## Given data
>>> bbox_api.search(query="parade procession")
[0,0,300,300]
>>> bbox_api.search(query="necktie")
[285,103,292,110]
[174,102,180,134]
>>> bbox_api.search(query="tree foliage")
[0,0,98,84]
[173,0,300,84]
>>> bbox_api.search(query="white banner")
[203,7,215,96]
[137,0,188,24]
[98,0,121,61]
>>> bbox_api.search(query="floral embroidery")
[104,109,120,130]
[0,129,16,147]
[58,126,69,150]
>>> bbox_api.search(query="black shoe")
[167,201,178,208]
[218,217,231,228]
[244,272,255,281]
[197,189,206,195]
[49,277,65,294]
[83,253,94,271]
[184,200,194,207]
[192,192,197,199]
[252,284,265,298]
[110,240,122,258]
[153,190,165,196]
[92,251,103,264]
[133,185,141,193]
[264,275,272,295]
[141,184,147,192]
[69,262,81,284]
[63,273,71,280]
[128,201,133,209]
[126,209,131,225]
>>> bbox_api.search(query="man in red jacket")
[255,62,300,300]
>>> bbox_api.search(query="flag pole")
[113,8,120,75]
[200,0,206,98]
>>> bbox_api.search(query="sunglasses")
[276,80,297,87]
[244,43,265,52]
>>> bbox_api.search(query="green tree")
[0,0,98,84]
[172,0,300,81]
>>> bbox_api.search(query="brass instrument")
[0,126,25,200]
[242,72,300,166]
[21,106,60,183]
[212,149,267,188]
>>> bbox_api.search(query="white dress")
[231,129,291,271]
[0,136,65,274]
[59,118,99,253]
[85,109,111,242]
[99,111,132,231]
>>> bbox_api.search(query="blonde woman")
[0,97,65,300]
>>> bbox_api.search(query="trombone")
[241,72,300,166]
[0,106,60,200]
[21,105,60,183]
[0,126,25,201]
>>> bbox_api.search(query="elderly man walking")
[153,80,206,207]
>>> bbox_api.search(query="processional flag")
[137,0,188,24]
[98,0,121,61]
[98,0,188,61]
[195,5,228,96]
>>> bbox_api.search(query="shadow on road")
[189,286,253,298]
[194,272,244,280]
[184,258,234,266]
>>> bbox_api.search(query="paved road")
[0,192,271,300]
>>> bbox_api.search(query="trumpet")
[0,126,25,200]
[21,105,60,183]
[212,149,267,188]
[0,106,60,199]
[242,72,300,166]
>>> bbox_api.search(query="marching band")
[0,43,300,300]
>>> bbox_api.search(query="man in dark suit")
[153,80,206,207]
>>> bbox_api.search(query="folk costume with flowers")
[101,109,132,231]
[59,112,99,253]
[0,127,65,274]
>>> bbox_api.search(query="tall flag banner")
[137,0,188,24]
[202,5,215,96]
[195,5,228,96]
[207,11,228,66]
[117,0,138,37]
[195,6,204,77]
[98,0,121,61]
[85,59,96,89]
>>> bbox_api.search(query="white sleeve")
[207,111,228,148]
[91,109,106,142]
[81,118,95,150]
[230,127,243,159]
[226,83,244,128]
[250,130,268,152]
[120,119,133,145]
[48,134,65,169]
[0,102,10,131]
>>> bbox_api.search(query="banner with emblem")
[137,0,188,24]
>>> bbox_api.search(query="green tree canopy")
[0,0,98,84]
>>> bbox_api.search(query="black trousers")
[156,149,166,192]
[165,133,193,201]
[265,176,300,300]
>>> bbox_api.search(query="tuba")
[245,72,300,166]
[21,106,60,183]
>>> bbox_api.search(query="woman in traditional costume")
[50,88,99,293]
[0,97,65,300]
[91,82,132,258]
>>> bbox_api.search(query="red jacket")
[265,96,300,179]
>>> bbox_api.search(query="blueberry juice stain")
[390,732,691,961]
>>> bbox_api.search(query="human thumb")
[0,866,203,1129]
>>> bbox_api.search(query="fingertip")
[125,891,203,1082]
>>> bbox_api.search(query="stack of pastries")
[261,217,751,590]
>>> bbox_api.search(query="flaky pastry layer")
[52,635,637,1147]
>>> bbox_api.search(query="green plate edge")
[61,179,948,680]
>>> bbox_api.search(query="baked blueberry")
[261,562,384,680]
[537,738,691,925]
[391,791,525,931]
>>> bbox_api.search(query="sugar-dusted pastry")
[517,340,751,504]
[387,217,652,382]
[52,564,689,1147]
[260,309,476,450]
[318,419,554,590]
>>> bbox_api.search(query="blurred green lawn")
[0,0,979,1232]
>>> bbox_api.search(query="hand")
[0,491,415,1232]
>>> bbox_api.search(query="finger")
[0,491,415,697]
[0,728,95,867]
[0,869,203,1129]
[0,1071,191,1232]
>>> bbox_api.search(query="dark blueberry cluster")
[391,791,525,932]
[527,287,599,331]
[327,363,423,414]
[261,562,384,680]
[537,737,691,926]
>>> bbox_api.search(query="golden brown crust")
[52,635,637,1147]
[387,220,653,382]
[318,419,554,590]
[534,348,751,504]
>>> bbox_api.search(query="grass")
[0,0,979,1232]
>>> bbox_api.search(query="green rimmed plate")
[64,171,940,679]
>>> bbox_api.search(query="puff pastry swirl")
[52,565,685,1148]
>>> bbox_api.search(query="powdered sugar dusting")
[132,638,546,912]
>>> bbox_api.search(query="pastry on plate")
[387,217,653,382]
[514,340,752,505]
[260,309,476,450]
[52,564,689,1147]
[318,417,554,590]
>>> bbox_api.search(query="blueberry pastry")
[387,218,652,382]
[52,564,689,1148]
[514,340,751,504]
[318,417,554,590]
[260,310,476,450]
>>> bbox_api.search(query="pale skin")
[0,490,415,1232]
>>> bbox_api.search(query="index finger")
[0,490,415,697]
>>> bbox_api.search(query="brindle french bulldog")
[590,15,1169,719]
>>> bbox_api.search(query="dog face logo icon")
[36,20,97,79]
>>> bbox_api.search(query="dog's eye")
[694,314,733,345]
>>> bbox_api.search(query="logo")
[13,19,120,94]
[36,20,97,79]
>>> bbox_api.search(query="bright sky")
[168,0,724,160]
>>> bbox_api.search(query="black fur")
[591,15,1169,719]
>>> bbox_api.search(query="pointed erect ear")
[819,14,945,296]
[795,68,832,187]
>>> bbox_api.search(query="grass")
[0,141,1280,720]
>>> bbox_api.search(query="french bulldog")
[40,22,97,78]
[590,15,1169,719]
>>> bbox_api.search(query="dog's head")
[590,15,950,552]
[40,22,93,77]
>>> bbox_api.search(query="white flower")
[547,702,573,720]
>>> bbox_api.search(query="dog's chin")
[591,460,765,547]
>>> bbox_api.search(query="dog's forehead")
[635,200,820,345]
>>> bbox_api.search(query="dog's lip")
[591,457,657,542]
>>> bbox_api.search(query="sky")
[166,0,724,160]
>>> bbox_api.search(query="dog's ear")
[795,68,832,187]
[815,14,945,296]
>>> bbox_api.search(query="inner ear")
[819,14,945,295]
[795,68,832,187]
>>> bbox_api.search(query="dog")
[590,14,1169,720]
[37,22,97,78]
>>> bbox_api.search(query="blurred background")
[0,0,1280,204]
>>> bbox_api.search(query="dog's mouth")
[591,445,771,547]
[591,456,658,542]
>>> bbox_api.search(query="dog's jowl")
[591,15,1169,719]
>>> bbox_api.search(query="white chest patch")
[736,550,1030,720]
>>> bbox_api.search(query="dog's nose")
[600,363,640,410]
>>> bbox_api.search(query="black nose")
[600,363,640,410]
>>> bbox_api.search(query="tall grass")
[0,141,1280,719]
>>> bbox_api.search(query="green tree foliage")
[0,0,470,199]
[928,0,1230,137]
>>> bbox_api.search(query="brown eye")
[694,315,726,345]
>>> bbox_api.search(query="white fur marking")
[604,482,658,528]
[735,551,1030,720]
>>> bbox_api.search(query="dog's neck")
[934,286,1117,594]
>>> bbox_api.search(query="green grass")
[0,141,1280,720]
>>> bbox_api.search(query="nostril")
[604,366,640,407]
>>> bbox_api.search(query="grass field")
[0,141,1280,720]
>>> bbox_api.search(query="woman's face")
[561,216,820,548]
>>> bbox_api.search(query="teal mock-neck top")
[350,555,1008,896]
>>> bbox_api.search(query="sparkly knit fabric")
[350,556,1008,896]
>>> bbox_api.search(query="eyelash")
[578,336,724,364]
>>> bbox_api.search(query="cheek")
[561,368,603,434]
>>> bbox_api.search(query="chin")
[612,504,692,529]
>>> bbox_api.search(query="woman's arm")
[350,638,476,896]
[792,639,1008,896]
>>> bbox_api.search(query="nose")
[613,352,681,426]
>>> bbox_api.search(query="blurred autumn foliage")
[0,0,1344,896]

## Aim of the exercise
Show every line of the rows above that contains the word "road".

## Full output
>>> bbox_api.search(query="shadow on road")
>>> bbox_api.search(query="paved road")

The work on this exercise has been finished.